Verbatim repeat, images excluded. Give each entry again as written.

Image point grounding data:
= = = =

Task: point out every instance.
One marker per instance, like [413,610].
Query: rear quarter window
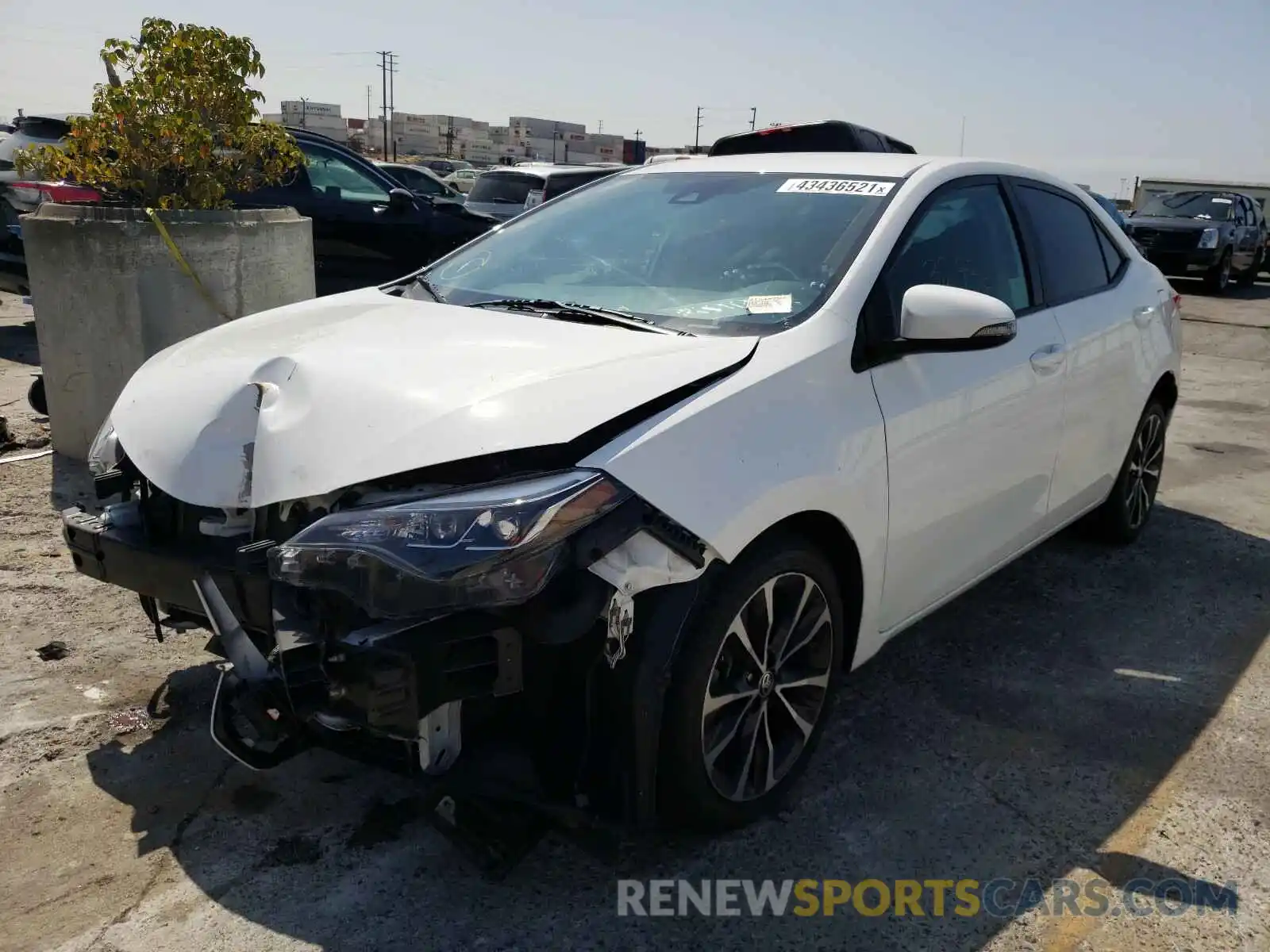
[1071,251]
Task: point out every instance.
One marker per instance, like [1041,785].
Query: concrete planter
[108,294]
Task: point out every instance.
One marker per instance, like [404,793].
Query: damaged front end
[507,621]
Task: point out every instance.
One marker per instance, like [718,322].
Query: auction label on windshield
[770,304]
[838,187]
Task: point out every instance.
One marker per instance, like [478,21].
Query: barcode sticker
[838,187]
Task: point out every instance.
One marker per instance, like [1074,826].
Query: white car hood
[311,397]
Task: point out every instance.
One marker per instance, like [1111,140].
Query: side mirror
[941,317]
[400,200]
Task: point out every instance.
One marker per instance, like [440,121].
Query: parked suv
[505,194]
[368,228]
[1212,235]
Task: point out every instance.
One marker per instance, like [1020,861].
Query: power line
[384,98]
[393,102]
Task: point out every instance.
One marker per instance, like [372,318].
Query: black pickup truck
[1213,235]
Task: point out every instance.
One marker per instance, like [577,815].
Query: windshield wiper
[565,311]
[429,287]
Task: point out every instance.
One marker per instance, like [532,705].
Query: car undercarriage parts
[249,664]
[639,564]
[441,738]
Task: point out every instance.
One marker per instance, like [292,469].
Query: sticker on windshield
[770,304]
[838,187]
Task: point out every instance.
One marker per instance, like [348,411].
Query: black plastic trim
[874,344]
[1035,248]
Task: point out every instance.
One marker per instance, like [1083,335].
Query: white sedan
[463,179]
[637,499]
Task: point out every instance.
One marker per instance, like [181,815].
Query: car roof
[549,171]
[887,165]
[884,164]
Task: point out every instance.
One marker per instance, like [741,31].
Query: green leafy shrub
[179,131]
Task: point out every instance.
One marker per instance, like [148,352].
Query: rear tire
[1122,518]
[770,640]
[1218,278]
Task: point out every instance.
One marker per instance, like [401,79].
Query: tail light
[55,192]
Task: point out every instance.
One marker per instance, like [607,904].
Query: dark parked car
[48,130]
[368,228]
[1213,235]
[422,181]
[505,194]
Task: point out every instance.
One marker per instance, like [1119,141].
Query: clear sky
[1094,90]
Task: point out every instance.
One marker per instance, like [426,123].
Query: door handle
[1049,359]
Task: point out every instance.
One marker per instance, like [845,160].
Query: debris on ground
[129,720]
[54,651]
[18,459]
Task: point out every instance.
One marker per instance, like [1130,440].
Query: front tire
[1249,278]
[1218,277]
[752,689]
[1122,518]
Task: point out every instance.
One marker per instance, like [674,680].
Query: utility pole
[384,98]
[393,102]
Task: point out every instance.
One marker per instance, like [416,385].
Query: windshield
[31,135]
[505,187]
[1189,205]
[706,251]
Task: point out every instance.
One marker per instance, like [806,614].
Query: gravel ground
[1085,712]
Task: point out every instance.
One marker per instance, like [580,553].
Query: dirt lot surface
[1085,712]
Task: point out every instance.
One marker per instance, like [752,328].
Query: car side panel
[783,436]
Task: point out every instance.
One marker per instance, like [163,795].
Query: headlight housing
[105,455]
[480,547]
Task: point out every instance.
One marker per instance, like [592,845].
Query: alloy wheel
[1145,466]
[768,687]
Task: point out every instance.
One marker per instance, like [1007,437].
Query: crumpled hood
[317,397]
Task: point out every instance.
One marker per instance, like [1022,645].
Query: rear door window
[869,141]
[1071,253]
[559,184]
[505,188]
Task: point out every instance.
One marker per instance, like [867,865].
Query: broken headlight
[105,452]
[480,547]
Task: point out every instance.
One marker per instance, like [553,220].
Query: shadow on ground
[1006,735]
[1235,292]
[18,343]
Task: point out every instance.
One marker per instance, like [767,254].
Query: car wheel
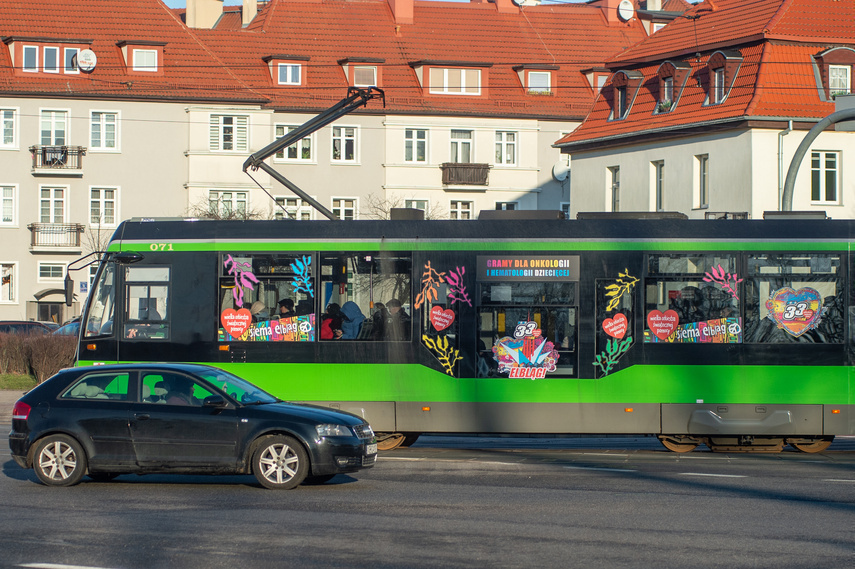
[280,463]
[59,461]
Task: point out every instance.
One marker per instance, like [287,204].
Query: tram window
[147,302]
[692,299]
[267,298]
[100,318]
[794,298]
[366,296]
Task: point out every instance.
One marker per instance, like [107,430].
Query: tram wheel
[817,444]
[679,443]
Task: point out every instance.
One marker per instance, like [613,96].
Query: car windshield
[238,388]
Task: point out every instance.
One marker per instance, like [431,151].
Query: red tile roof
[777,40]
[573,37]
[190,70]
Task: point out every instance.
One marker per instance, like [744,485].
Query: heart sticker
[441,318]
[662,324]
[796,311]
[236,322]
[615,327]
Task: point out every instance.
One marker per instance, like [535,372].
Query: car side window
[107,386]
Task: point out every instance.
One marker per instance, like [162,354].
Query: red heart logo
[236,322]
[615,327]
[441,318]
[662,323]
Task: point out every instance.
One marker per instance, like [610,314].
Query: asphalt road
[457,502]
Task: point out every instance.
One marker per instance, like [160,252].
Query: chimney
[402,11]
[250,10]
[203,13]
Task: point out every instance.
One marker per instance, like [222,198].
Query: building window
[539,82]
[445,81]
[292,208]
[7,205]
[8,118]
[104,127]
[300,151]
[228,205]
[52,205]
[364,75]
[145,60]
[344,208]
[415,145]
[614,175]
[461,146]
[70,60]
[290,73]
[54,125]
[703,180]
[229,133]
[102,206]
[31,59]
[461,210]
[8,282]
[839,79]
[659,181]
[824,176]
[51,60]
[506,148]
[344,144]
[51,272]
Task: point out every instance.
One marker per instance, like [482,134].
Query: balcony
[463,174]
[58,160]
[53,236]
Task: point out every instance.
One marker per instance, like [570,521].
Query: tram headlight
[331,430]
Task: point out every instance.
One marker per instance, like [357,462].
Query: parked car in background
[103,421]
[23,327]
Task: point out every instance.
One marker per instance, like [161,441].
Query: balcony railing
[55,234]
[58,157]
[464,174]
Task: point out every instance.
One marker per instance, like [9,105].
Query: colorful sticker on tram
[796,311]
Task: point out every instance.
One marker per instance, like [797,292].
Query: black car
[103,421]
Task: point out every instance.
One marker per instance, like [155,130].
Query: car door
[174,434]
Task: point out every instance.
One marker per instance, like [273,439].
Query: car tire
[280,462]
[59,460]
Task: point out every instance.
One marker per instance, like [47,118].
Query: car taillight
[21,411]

= = = =

Task response:
Task: point out every instance.
One marker per instance, like [413,610].
Query: rear quarter window
[1071,251]
Task: point out every instance.
One marker per instance, like [1041,785].
Query: concrete planter
[108,294]
Task: point out every instance.
One marker per instance, like [404,793].
Query: damaged front end
[507,621]
Task: point out every instance.
One marker per instance, like [718,322].
Query: auction label on windshield
[770,304]
[838,187]
Task: point out every instance.
One marker per instance, like [478,21].
Query: barcode sticker
[838,187]
Task: point out every instance.
One marker per instance, like [1074,826].
Query: white car hood
[311,397]
Task: point out every instance.
One marker per instance, like [1111,140].
Query: side mirror
[941,317]
[400,200]
Task: point out every instance.
One marker per instance, like [440,121].
Query: parked suv
[505,194]
[368,228]
[1212,235]
Task: point out every instance.
One marker per instance, like [1020,861].
Query: power line
[384,98]
[393,102]
Task: point out every instance.
One marker per instance, like [372,318].
Query: black pickup truck
[1213,235]
Task: point out every instance.
One marker per instance, like [577,815].
Query: windshield wiper
[565,311]
[429,287]
Task: point out every instance.
One marker per instance, like [532,705].
Query: car undercarriage parts
[249,664]
[639,564]
[441,738]
Task: point out every instance.
One marker per instance, like [292,469].
Query: sticker on windshield
[770,304]
[838,187]
Task: point out every instance.
One marker per instance, like [348,411].
Query: black plastic trim
[874,344]
[1035,248]
Task: point out every instance.
One marker per instance, like [1083,335].
Query: white sedan
[463,179]
[637,499]
Task: point out every instance.
One marker per instance, like [181,815].
Query: car roof
[549,171]
[887,165]
[884,164]
Task: point out every instance.
One marker per instance, like [741,31].
Query: green leafy shrub
[179,131]
Task: point out every instance.
One marker per instance, like [148,352].
Query: rear tire
[1122,518]
[770,640]
[1218,278]
Task: point out every instance.
One marker per instance, like [401,79].
Query: tail light
[55,192]
Task: point out every instance.
One marker per instance, like [607,904].
Query: dark parked car
[48,130]
[368,228]
[1213,235]
[422,181]
[505,194]
Task: point out every instance.
One marker per instance, like [1119,141].
Query: clear sky
[1094,90]
Task: point out every instance.
One marker per instance, like [426,123].
Query: door handle
[1049,359]
Task: point out every instance.
One marker per instance, like [845,160].
Query: debris on ground
[129,720]
[54,651]
[18,459]
Task: point out every instance.
One marker per instance, like [1130,440].
Query: front tire
[1249,278]
[1218,277]
[752,689]
[1122,518]
Task: point out every instance.
One marker per instance, like [674,680].
Query: utility pole
[384,98]
[393,102]
Task: point out every instance.
One marker per instance, like [416,385].
Query: windshield
[31,135]
[505,187]
[1189,205]
[706,251]
Task: point out every instance.
One marker per instance, like [806,614].
Query: gravel ground
[1085,712]
Task: point out every instance.
One marker per instance, like [580,553].
Query: dirt lot surface
[1085,712]
Task: point out every instance.
One marker per instance, like [752,328].
Query: car side panel
[783,436]
Task: point out every instance.
One marker per instance, like [163,795].
Query: headlight housing
[105,455]
[480,547]
Task: point out every instance.
One marker per instance, like [592,845].
Query: alloy wheel
[1145,466]
[768,687]
Task: point out every instance.
One marker per instance, like [1007,437].
Query: crumpled hood
[317,397]
Task: point out every instance.
One marker per instance, like [1022,645].
Query: rear door window
[869,141]
[1071,253]
[559,184]
[505,188]
Task: point out every instance.
One marker per instance, like [867,865].
Query: broken headlight
[105,452]
[480,547]
Task: point out every instance.
One marker per instance, like [553,220].
Query: shadow on ground
[1006,735]
[1235,292]
[18,343]
Task: point out every instance.
One marker per instance, like [767,254].
Query: car wheel
[280,463]
[59,461]
Task: point out every instance.
One marker per instance, like [287,204].
Query: tram window
[147,302]
[692,299]
[267,298]
[100,318]
[794,298]
[366,296]
Task: point out every instance.
One marker per instance, like [107,430].
Query: tram wheel
[817,444]
[679,443]
Task: point out every instance.
One marker per instance, like [613,96].
Query: car windshield
[238,388]
Task: point out every instance.
One marker per instance, like [431,151].
Query: red tile roof
[777,40]
[573,37]
[190,70]
Task: point out every instance.
One marker per instance, like [744,485].
Query: heart sticker
[441,318]
[662,324]
[796,311]
[236,322]
[615,327]
Task: point out every instance.
One marker per instance, like [535,372].
Query: car side window
[107,386]
Task: point out every instance.
One marker per instance, like [162,354].
Query: red heart logo
[236,322]
[615,327]
[441,318]
[662,323]
Task: point out every instance.
One marker per instance, like [610,314].
Query: asphalt road
[457,502]
Task: point out every instance.
One marker per instance, like [160,252].
Query: chimney
[402,11]
[250,10]
[203,13]
Task: point out every instance.
One marker per instance, like [222,198].
Query: building window
[539,82]
[445,81]
[292,208]
[7,205]
[8,118]
[104,127]
[300,151]
[228,205]
[52,205]
[364,75]
[145,60]
[344,208]
[415,145]
[614,175]
[461,146]
[70,60]
[290,73]
[54,125]
[703,180]
[229,133]
[102,206]
[31,59]
[461,210]
[8,282]
[839,79]
[659,181]
[824,176]
[51,60]
[506,148]
[344,144]
[51,272]
Task: point out every instance.
One marker per instance, like [482,134].
Query: balcony
[463,174]
[58,160]
[53,236]
Task: point out every instance.
One marker per instance, like [570,521].
Query: tram headlight
[331,430]
Task: point out every instance.
One marker per instance, like [357,462].
Query: parked car in background
[103,421]
[23,327]
Task: point out every instance.
One marker per instance, like [161,441].
Query: balcony railing
[55,234]
[58,157]
[464,174]
Task: point out every instance.
One marker per instance, like [9,105].
Query: colorful sticker on tram
[796,311]
Task: point out every instance.
One marker per instance, like [797,292].
Query: black car
[103,421]
Task: point out every instance.
One marker per instance, like [155,130].
Query: car door
[174,434]
Task: point out every instance.
One marker per instance, like [273,439].
Query: car tire
[280,462]
[59,460]
Task: point out every instance.
One marker per instance, like [47,118].
Query: car taillight
[21,411]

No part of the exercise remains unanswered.